• [TO-DO LIST]:
(A) Reproduce the passage on nightly routine aboard ship word for word, starting with "On completion, 'Down" and going on through "a short time.".
(B) Name every phrase that the passage on nightly routine aboard ship sets off in single quotation marks.

• [PASSAGE TO READ]:
— Begin —

If they had been at sea for any length of time the biscuits could be infested with weevils or maggots. This is why it was usually better to eat the biscuits in your hammock when the lanthorns (lamps) were out.
After supper the Royal Marine drummer would 'beat to quarters', this meant that each man had to go to the position he had been given when going into battle, this ensured that every man knew his position. The officers took this opportunity to inspect the men and their gear to ensure that all was in order.
On completion, 'Down Hammocks' would be piped; the men would go and fetch their own hammock from the position in the netting where they had left it in the morning. This had to be carried out in a very short time, 15 minutes on some ships; it is difficult to imagine the chaos of over 800 hammocks being moved and placed in their correct positions in such a short time.
At 2000 (8pm) the First watch would be set, the watch below could sleep until just before midnight, the idlers and waisters could sleep for the remainder of the night. At around 2100 (9pm) the Master at Arms and his corporals would patrol the ship, ensuring that all lanterns and fires were out and that no men were intoxicated. The Master at Arms did not usually retire until midnight.
For the watch on the deck at night, duties varied according to the weather and sea condition. If sailing plain, or it was relatively calm, one part of the watch would be stood down and sent below to shelter on the upper gun deck and await further orders. On these occassions some men would often take the the opportunity to steal some sleep. In heavy weather. or when wind shifts meant constant sail trimming, all hands would be turned out on deck ready to go to 'bracing stations'. When bracing the yards only a few men went aloft to trouble-shoot snagged ropes, other problems, or to lower topgallant yards or staysails. If sails needed to be reefed, taken in or let out, then the skilled topmen in the watch would go aloft to attend these duties. As this work required many people it was quite common to call 'all hands' for assistance from those off watch below. Working aloft in bad weather could be treacherous; a fall from the masts was often fatal.
Men who had jobs that required a great deal of concentration ie. The helmsman and lookouts were changed at regular intervals of maybe 30 minutes. This did not mean that they could go off watch, they just did another task that required less concentration.

— End —

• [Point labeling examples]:
— Begin —

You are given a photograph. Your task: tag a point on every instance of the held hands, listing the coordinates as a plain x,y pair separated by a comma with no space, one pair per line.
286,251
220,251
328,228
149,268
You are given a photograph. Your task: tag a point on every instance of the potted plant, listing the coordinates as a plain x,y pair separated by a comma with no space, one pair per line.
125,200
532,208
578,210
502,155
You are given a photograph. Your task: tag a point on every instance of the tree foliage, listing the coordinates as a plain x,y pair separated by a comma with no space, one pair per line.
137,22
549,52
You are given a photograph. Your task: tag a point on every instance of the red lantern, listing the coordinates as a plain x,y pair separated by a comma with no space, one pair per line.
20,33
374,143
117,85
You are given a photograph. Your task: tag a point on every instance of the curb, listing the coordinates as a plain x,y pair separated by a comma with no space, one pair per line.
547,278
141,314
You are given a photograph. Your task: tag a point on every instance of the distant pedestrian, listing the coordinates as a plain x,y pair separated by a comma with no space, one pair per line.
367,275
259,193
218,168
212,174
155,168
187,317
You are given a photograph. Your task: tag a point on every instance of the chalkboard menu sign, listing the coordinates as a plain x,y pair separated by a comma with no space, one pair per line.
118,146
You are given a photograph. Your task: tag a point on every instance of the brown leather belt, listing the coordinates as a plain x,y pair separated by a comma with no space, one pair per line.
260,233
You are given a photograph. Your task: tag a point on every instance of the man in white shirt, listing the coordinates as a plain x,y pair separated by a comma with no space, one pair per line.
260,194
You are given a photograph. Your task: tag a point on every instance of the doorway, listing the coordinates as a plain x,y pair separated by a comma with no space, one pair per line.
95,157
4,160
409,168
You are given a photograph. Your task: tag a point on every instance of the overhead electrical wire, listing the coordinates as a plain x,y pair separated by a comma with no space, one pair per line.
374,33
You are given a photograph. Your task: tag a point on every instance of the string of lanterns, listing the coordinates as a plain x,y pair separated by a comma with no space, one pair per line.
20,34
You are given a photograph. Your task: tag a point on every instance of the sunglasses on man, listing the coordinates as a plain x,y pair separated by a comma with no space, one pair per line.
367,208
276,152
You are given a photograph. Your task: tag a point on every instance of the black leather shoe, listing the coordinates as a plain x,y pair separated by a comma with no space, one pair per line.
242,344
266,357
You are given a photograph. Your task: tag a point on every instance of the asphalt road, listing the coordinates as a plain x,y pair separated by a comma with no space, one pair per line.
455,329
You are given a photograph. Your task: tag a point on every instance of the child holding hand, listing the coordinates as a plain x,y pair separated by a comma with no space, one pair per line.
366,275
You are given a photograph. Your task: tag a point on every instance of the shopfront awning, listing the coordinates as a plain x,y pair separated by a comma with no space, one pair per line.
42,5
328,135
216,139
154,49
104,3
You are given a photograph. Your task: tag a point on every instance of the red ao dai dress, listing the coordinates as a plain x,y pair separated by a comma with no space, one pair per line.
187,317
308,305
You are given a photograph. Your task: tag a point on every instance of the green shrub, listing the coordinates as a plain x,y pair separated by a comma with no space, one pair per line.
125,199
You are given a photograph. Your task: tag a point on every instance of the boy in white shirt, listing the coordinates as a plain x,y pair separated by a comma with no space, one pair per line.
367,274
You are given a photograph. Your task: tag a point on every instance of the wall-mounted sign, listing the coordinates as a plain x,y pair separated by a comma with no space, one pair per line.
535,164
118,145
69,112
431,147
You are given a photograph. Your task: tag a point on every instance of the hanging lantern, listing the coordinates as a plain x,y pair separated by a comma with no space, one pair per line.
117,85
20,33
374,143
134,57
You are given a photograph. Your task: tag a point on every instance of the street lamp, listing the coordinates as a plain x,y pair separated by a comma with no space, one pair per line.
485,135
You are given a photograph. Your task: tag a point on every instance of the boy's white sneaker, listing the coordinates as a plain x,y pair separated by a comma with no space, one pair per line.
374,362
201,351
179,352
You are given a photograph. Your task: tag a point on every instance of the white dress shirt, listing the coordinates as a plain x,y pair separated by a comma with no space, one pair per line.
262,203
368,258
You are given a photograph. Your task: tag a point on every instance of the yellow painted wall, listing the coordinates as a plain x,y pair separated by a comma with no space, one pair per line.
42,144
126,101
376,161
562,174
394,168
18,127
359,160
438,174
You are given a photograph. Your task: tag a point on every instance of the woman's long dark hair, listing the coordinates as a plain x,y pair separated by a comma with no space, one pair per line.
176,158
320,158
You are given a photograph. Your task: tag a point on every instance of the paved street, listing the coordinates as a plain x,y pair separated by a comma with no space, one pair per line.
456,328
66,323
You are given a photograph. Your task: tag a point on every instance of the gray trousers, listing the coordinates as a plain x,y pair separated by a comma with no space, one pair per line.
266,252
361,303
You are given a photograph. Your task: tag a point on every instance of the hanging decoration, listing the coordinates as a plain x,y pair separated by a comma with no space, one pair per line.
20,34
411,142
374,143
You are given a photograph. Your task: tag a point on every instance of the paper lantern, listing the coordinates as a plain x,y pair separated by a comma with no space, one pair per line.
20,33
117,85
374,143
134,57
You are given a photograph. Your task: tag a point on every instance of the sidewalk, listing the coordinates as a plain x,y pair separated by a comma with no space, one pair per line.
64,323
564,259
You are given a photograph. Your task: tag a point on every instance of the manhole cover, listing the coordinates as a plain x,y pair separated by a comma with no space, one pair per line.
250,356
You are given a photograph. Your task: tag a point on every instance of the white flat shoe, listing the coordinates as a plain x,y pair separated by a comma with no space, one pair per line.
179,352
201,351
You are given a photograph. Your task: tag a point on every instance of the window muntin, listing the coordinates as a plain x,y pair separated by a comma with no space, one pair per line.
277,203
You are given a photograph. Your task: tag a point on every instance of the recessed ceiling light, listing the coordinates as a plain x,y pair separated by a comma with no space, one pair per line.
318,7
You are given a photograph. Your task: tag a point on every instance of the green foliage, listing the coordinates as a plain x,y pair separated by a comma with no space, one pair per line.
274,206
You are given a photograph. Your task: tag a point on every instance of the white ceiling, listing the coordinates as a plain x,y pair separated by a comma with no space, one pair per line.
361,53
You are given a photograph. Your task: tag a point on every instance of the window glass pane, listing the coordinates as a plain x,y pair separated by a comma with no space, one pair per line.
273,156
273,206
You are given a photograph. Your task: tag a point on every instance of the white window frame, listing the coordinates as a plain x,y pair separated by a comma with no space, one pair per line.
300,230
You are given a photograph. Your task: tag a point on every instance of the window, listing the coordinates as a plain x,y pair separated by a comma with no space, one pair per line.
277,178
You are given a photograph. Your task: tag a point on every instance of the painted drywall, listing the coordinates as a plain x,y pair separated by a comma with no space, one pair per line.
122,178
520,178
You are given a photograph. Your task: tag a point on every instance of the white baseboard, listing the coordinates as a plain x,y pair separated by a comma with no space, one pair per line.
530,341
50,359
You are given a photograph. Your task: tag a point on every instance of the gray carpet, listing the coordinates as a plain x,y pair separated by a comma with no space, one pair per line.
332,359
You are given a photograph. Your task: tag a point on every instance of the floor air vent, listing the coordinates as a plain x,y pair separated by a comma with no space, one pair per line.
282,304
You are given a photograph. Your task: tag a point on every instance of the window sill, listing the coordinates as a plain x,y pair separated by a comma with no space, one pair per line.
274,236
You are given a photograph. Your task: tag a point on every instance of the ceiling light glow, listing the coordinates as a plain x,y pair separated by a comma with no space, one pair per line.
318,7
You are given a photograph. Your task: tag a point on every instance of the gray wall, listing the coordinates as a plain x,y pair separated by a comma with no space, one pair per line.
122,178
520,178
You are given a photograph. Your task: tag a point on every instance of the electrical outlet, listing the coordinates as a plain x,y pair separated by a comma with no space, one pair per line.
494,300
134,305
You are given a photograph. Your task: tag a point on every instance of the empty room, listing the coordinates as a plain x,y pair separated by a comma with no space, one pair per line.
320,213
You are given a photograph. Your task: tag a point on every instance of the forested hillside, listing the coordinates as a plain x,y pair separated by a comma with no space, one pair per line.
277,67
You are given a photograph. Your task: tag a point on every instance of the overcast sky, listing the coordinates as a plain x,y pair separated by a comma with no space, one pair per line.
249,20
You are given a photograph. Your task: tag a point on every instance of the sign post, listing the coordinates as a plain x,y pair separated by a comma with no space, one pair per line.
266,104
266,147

— End —

• [RESULTS]:
(A)
On completion, 'Down Hammocks' would be piped; the men would go and fetch their own hammock from the position in the netting where they had left it in the morning. This had to be carried out in a very short time, 15 minutes on some ships; it is difficult to imagine the chaos of over 800 hammocks being moved and placed in their correct positions in such a short time.

(B)
- beat to quarters
- Down Hammocks
- bracing stations
- all hands